WORK REQUIRED:
Set down exactly the lines that run from the line with "Reviewer note: verify one keypoint per instance of the wooden" to the end of the data, and nothing else.

DATASET EXTRACT:
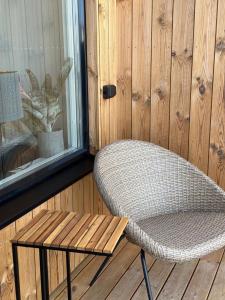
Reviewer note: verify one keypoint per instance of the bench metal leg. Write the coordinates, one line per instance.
(69, 294)
(16, 271)
(44, 273)
(100, 270)
(145, 271)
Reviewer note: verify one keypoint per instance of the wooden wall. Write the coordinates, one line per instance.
(167, 59)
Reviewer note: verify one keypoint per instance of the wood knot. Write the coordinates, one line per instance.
(173, 53)
(160, 93)
(92, 73)
(218, 150)
(74, 288)
(136, 96)
(182, 118)
(162, 20)
(220, 46)
(147, 100)
(202, 89)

OUTPUT FOR THIS TASK:
Reviewer note: verify one keypoint per instance of the wooden wall. Write the coordinates, one line per instance.
(167, 59)
Reviewer note: verify one keypoint per instance of the wood knot. Write the coordinates, one line per instance.
(173, 53)
(160, 93)
(92, 73)
(218, 150)
(74, 288)
(136, 96)
(182, 118)
(162, 20)
(220, 46)
(147, 100)
(202, 89)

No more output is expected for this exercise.